* _WHAT THE TASK ASKS_
Please copy the listing below word for word, starting at the line that contains "Where can you see the black" and ending at the line that contains "[[214, 253]]", with both of those lines included. Leave the pictures out.

* _ITEMS_
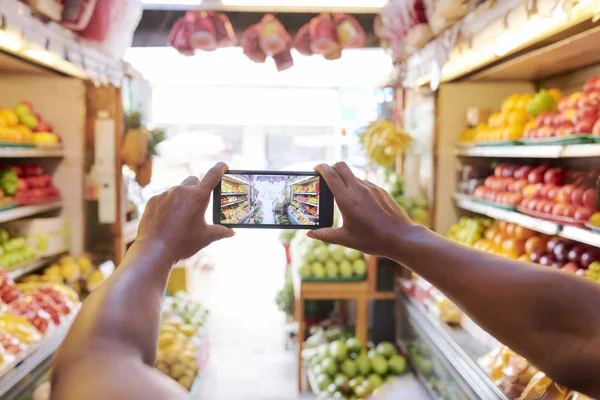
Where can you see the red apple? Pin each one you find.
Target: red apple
(558, 209)
(546, 260)
(569, 211)
(555, 176)
(565, 193)
(570, 267)
(575, 253)
(536, 176)
(548, 207)
(582, 214)
(589, 199)
(586, 112)
(522, 172)
(535, 257)
(588, 257)
(590, 85)
(553, 193)
(540, 205)
(577, 196)
(585, 125)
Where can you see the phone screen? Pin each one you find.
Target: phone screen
(270, 199)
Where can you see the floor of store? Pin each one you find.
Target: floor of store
(248, 358)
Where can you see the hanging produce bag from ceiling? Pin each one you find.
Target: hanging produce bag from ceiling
(327, 35)
(77, 14)
(404, 24)
(268, 37)
(201, 30)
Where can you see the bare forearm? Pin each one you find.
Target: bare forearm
(548, 316)
(124, 312)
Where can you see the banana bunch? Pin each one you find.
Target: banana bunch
(382, 140)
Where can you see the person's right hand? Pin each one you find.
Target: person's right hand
(373, 221)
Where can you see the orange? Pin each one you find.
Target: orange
(518, 118)
(556, 94)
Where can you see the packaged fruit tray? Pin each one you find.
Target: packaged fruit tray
(593, 228)
(552, 218)
(573, 139)
(500, 143)
(18, 145)
(39, 201)
(506, 207)
(350, 279)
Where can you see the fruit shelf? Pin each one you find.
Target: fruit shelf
(550, 228)
(550, 151)
(32, 266)
(23, 152)
(130, 231)
(453, 349)
(28, 211)
(12, 374)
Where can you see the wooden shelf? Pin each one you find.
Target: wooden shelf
(130, 231)
(549, 152)
(13, 152)
(12, 374)
(28, 211)
(33, 266)
(538, 225)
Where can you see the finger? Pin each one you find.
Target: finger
(190, 181)
(213, 176)
(218, 232)
(329, 235)
(346, 173)
(332, 178)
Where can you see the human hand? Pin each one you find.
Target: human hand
(373, 222)
(175, 219)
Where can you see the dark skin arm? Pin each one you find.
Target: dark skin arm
(110, 350)
(548, 316)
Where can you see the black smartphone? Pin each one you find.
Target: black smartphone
(269, 199)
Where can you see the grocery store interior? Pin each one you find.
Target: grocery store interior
(480, 118)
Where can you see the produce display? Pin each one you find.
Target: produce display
(16, 251)
(345, 369)
(383, 140)
(20, 125)
(325, 262)
(29, 314)
(179, 338)
(79, 274)
(516, 242)
(34, 187)
(417, 208)
(563, 195)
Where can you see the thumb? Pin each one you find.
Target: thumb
(329, 235)
(218, 232)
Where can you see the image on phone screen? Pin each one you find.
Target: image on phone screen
(270, 199)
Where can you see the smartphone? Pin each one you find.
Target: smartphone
(269, 199)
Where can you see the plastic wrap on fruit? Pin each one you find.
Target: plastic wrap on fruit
(302, 40)
(179, 38)
(203, 36)
(542, 387)
(349, 32)
(224, 31)
(273, 37)
(283, 60)
(335, 54)
(251, 44)
(323, 38)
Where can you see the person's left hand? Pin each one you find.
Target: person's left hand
(176, 219)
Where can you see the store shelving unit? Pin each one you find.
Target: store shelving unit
(37, 354)
(33, 266)
(362, 292)
(542, 152)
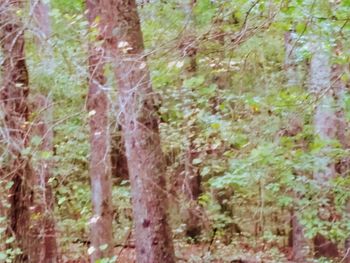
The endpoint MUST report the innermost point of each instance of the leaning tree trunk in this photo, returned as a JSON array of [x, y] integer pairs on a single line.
[[13, 99], [100, 163], [44, 223], [325, 122], [140, 127]]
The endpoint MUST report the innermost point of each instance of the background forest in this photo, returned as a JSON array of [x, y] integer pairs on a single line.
[[251, 102]]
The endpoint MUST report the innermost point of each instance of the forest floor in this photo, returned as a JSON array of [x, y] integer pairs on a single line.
[[214, 253]]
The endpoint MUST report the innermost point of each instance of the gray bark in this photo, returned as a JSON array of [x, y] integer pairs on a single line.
[[140, 128]]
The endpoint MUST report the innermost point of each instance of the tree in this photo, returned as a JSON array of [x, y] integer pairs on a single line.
[[14, 104], [100, 162], [325, 122], [191, 183], [139, 122], [299, 242], [44, 231]]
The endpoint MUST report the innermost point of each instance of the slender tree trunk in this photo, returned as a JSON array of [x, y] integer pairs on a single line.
[[140, 127], [44, 233], [339, 88], [325, 122], [290, 61], [299, 242], [13, 98], [191, 185], [46, 244], [100, 163]]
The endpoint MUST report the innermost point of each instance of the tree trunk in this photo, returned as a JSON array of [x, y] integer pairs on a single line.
[[299, 242], [43, 223], [13, 97], [325, 122], [191, 184], [47, 251], [290, 61], [100, 163], [140, 127]]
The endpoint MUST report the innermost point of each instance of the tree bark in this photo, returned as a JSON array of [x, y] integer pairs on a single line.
[[100, 162], [13, 98], [325, 123], [45, 226], [299, 242], [290, 61], [140, 127], [44, 233], [191, 183]]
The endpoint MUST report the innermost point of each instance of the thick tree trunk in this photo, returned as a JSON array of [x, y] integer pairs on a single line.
[[140, 127], [46, 244], [100, 163], [325, 122], [13, 98]]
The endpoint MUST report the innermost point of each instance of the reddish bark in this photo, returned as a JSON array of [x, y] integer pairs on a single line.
[[100, 163], [140, 128], [326, 123], [13, 98]]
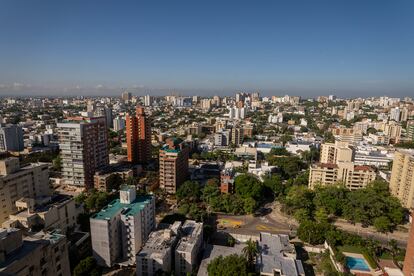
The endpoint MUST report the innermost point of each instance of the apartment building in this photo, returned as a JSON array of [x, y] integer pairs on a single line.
[[336, 152], [277, 256], [120, 229], [227, 181], [31, 181], [173, 164], [56, 212], [408, 268], [84, 149], [45, 253], [138, 136], [337, 166], [11, 138], [188, 248], [157, 255], [402, 177], [348, 135]]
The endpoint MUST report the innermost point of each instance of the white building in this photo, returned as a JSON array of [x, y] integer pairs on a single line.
[[157, 254], [120, 229]]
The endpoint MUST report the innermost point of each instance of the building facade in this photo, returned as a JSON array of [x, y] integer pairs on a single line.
[[120, 229], [402, 177], [11, 138], [45, 253], [138, 136], [157, 254], [188, 248], [173, 165], [84, 149], [17, 182]]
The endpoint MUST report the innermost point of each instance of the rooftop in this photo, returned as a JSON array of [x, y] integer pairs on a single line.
[[116, 206]]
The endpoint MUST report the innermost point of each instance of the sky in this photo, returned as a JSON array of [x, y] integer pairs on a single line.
[[349, 48]]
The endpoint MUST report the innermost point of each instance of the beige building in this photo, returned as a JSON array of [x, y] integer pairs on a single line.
[[337, 166], [348, 135], [351, 176], [173, 165], [83, 144], [31, 181], [45, 253], [188, 248], [121, 228], [57, 212], [402, 177], [336, 152]]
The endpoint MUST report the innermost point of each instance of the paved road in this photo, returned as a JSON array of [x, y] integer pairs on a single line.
[[278, 223]]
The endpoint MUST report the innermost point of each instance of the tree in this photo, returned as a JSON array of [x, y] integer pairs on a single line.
[[313, 232], [228, 266], [87, 267], [248, 185], [250, 252], [57, 163], [188, 191], [382, 224]]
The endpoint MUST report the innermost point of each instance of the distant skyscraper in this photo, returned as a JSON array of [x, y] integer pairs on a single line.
[[410, 130], [138, 136], [395, 114], [120, 229], [402, 177], [147, 100], [106, 112], [126, 96], [84, 149], [173, 165], [119, 124], [11, 138]]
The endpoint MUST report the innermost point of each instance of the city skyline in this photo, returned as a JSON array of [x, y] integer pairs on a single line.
[[345, 48]]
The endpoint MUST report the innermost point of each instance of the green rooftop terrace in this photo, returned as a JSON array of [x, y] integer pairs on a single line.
[[116, 206]]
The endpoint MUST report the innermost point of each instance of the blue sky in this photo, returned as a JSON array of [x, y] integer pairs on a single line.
[[308, 48]]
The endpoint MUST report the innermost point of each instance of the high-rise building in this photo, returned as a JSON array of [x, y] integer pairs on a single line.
[[126, 96], [11, 138], [348, 174], [45, 253], [334, 152], [120, 229], [17, 182], [402, 177], [138, 136], [84, 149], [337, 166], [408, 268], [147, 100], [106, 112], [157, 255], [188, 248], [410, 130], [237, 136], [395, 114], [173, 164], [119, 124]]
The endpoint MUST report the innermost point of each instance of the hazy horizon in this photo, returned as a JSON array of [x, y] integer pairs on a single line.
[[307, 48]]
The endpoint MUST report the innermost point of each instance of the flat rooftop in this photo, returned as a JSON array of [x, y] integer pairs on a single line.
[[116, 206]]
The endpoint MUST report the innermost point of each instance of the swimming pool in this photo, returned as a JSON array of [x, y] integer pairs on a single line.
[[357, 263]]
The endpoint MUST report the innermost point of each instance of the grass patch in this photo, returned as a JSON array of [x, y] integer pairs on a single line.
[[351, 249], [359, 250]]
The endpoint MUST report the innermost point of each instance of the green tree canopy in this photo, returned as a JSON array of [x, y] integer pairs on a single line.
[[228, 266]]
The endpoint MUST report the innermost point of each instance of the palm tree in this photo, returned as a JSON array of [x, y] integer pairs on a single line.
[[394, 249], [250, 251]]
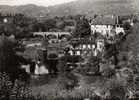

* _RESULT OF THIS EXERCISE_
Where can you see the black smartphone? Pin each one you find.
Target: black smartphone
(269, 199)
Where can you see the grocery store interior? Pin each one you find.
Target: grocery store interior
(480, 118)
Where can you see the produce display? Pin each one you find.
Target: produce display
(16, 251)
(345, 369)
(383, 140)
(20, 125)
(325, 262)
(29, 314)
(179, 338)
(79, 274)
(516, 242)
(34, 187)
(417, 208)
(563, 195)
Where can you see the thumb? Pin each one you find.
Target: thumb
(329, 235)
(218, 232)
Where can you see the image on phone screen? Pin each one you find.
Target: image on phone screen
(270, 199)
Where can you see the smartphone? Pin each one you find.
Target: smartphone
(269, 199)
Where can you see the plastic wrap on fruit? Pin each one you find.
Target: plastic wrap on fruit
(302, 40)
(179, 38)
(203, 36)
(542, 387)
(349, 32)
(224, 31)
(273, 37)
(283, 60)
(335, 54)
(251, 44)
(323, 38)
Where can you see the person's left hand? Pin each one you find.
Target: person's left hand
(176, 219)
Where can you see the store shelving unit? Pin each one you find.
Target: store shelving unit
(37, 354)
(33, 266)
(362, 292)
(542, 152)
The endpoint MUST report the innermost point of each instance of the leaning tree trunk in this photo, returned as a JSON array of [x, y] integer pairs on a single line.
[[13, 99], [100, 163], [44, 223], [325, 122], [140, 127]]
The endpoint MUST report the innermost point of each instance of the background forest in this photo, returned as a JSON array of [x, y] integer pairs on a single line.
[[251, 102]]
The endpoint MUST report the innermost point of each instance of the forest floor in this photo, returned as a JSON array of [x, y] integer pairs on a single line.
[[214, 253]]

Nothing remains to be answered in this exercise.